> [DIRECTION 1] List the three kinds of alignment error that the excerpt on the deployable telescope mechanism defines for its mirrors.
> [DIRECTION 2] From the excerpt on the deployable telescope mechanism, transcribe the part that opens with the words containing "Requirements for KOMPSAT-3." and closes with "upright at 90°.".

>> START SELECTED EXCERPT

In the previous study, we presented a simple deployable mechanism and confirmed the alignment errors using the six-axis touch probing–based measurement device.¹⁸ However, the reported alignment errors were too large to apply in deployable space telescope even with additional focusing mechanism. In this article, therefore, we design, fabricate, and evaluate a high precise deployment mechanism for a Cassegrain-type deployable space telescope to realize 1-m ground resolution.^19,20 In order to minimize alignment error, an assembly jig for the connecting linkage module is specifically designed, and the alignment error of the mechanism is simulated. Based on the simulation results, the design of the deployment mechanism is finalized and fabricated. Then, to evaluate the alignment error of the mechanism and to compensate for the gravity effect, a three-dimensional measurement platform with five laser displacement sensors is constructed. In the constructed measurement system, the alignment of the deployable optical mechanism is experimentally investigated according to the rotation degree of the measurement platform. Finally, the gravity-compensated alignment error is presented based on the tendency of the alignment error according to the rotation degree of the deployable optical structure.

Design of deployment mechanism

Deployment mechanisms generally work via the relative motions of the mechanism components. Therefore, appropriate joint clearance exists to allow for relative motion. This joint clearance results in the nonlinear behavior of components.²¹ This causes alignment errors in the deployment mechanism. In the deployable optical structure, alignment errors are classified into tilt, de-center, and de-space errors, as shown in Figure 1. Tilt refers to the degree (τ) between the reference axes of the secondary mirror and the primary mirror. De-center is the distance (Δ) between the central axis of the ideal and the actual secondary mirrors. De-space is the difference (s) between the ideal and actual distances between the primary and secondary mirrors.²³

Figure 1.

Definition of de-space, tilt, and de-center for mirrors.²²

Before we design the deployment mechanism, the design requirements of a deployment mechanism capable of achieving 1-m ground resolution are established with reference to KOMPSAT-3 from the Republic of Korea.²⁰ Table 1 shows these requirements.

Table 1.

Requirements for KOMPSAT-3.

Parameter	KOMPSAT-3
Distance between primary andsecondary mirrors	<1000 mm
De-space	10 µm
Tilt	5 µrad
De-center	10 µm

As shown in Figure 2, the proposed deployment mechanism consists of upper and lower panels on which the secondary and primary mirrors are installed: eight customized linkages connecting the two panels, four spring hinges that drive the mechanism, and eight supporting modules preventing linkage twisting. In Figure 3, the working principle of the proposed deployment mechanism is presented. In the stowed state, the restoring force of the spring hinge was suppressed by the separating device. When the separating device was released for deployment, the linkages were deployed by the restoring force of the four spring hinges. When deployment was completed, the linkage was positioned upright at 90°.

Figure 2.

Deployment mechanism configuration.

Figure 3.

Working principle of the proposed deployment mechanism.

>> END SELECTED EXCERPT
>> START EXTRACTED ENTRIES

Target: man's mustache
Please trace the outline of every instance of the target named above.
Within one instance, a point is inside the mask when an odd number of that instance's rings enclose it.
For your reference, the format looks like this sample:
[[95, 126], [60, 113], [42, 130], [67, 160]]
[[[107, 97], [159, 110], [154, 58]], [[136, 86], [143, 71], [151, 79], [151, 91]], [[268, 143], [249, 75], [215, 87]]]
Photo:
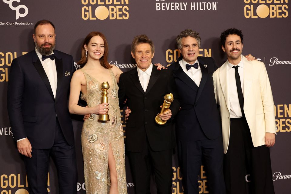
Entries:
[[232, 50], [230, 51], [239, 51], [240, 50], [238, 48], [232, 48]]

>> END EXTRACTED ENTRIES

> [EXPECTED OUTPUT 1] Tilt, de-center, de-space

> [EXPECTED OUTPUT 2]
Requirements for KOMPSAT-3.

Parameter	KOMPSAT-3
Distance between primary andsecondary mirrors	<1000 mm
De-space	10 µm
Tilt	5 µrad
De-center	10 µm

As shown in Figure 2, the proposed deployment mechanism consists of upper and lower panels on which the secondary and primary mirrors are installed: eight customized linkages connecting the two panels, four spring hinges that drive the mechanism, and eight supporting modules preventing linkage twisting. In Figure 3, the working principle of the proposed deployment mechanism is presented. In the stowed state, the restoring force of the spring hinge was suppressed by the separating device. When the separating device was released for deployment, the linkages were deployed by the restoring force of the four spring hinges. When deployment was completed, the linkage was positioned upright at 90°.